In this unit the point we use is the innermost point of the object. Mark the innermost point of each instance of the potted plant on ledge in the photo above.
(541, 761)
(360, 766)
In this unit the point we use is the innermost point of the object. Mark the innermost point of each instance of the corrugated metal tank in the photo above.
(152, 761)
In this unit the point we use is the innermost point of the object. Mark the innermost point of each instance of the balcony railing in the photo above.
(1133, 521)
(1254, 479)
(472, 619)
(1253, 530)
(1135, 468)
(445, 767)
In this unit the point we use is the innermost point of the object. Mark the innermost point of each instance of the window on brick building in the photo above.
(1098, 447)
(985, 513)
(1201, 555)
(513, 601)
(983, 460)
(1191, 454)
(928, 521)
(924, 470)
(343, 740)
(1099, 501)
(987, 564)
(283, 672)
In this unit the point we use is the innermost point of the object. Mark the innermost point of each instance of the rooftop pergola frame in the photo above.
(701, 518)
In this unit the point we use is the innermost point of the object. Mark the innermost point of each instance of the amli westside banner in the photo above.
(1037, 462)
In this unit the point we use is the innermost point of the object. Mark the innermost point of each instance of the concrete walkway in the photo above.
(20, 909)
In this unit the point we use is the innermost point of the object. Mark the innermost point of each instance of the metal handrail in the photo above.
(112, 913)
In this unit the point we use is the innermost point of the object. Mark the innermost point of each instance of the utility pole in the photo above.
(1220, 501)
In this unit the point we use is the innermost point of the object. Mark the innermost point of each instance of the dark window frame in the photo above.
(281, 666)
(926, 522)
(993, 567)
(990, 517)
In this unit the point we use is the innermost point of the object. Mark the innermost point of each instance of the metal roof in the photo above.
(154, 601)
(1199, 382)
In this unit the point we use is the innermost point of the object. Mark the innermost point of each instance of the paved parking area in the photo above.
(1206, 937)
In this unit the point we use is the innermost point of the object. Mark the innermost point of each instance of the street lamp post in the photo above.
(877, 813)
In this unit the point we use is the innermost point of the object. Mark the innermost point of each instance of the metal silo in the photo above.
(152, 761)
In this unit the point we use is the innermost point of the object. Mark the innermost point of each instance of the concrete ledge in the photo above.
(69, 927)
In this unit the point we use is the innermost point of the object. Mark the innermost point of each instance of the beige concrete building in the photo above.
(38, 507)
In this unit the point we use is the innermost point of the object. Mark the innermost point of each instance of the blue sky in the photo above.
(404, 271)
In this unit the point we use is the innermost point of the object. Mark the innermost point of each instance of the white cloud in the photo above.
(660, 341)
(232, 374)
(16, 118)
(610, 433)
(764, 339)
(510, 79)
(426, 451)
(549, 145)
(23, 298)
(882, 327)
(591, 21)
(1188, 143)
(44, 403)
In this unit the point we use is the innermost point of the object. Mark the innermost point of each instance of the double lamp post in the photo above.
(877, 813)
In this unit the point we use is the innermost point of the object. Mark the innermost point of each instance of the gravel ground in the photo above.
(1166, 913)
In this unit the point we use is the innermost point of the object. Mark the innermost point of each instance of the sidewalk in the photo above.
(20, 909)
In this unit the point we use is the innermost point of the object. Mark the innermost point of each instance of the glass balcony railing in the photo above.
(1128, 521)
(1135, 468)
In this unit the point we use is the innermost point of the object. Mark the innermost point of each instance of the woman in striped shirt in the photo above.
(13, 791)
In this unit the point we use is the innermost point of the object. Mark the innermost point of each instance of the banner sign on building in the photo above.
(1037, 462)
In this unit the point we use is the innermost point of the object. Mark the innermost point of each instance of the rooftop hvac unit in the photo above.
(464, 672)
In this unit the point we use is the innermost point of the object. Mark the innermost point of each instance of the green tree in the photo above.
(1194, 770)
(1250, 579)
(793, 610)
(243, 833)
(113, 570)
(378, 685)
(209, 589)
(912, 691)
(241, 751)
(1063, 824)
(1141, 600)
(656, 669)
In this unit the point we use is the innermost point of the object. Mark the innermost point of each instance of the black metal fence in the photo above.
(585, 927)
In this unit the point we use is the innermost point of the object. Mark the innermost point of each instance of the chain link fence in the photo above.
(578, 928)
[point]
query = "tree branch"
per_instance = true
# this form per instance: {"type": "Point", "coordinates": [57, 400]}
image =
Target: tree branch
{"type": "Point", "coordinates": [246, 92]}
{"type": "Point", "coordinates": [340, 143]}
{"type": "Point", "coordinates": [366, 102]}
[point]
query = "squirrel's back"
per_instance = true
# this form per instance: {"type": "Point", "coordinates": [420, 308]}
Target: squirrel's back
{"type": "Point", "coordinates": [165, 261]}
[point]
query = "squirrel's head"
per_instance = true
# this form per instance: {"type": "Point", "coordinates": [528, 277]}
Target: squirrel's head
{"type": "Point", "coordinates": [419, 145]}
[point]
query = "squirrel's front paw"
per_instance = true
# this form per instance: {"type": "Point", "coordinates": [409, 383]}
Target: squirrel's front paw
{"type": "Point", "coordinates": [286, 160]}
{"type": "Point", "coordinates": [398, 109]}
********
» WORK TO DO: Copy the lines again, requests included, starting with the line that contains "tree in the photo above." and going on through the last line. Shift every coordinate in the answers by adding 142, and leave the numbers in the requests and their sample formats as they are.

» THE REPLY:
In this unit the point we use is the innermost point of the object. Mark the innermost point of each instance of the green tree in the photo above.
(1336, 912)
(1392, 721)
(935, 752)
(385, 975)
(255, 712)
(520, 827)
(351, 731)
(1054, 833)
(383, 893)
(1205, 966)
(1283, 742)
(798, 811)
In this unit the point we use is the innermost point of the object. Mark the innermost point of each instance of the black metal fence in the photo above.
(727, 1069)
In this unit the point we use is the innermost point of the object. Mark the innermost point of each instance of the chain link fence in the photo above.
(720, 1070)
[point]
query = "tree branch"
per_instance = true
# this form per instance: {"type": "Point", "coordinates": [57, 400]}
image =
Target: tree branch
{"type": "Point", "coordinates": [388, 234]}
{"type": "Point", "coordinates": [482, 285]}
{"type": "Point", "coordinates": [508, 244]}
[point]
query = "squirrel's back"
per_instance = true
# this form per instance: {"type": "Point", "coordinates": [420, 308]}
Target: squirrel's back
{"type": "Point", "coordinates": [307, 403]}
[point]
query = "squirrel's head"
per_instance = true
# this form per instance: {"type": "Point", "coordinates": [528, 277]}
Target: squirrel's head
{"type": "Point", "coordinates": [561, 287]}
[point]
query = "squirrel's front paw"
per_instance = true
# this form per instance: {"type": "Point", "coordinates": [409, 383]}
Target: squirrel's front paw
{"type": "Point", "coordinates": [428, 302]}
{"type": "Point", "coordinates": [540, 251]}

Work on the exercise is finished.